**What to do**
For the material below, count the lines containing "point" and reply with the number alone.

Exercise materials Block Start

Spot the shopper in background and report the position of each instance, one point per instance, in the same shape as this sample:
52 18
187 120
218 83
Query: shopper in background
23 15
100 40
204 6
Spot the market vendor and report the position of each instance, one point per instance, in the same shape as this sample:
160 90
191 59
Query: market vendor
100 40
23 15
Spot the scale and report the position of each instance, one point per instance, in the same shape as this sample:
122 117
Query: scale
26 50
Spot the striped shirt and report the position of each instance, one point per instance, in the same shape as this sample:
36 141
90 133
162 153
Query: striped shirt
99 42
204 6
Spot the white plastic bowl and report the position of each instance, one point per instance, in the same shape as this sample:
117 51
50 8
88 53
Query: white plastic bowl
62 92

Exercise materials Block End
Exercise materials Block Start

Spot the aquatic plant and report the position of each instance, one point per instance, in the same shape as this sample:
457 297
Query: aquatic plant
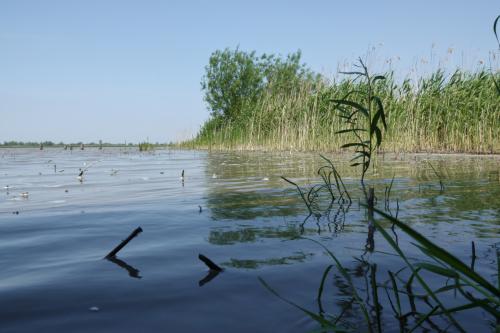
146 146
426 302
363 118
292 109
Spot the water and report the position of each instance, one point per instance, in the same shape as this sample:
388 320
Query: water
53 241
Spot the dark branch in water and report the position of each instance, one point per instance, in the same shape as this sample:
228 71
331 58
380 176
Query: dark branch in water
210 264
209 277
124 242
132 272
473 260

Exercise materials Block End
Exercise materials Block Start

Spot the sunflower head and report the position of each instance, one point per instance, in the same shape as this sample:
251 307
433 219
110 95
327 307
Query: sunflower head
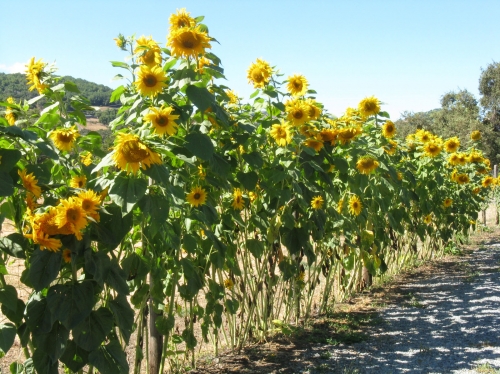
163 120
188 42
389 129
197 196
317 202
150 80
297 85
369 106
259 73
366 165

Exercise materials Block End

**Written answer**
9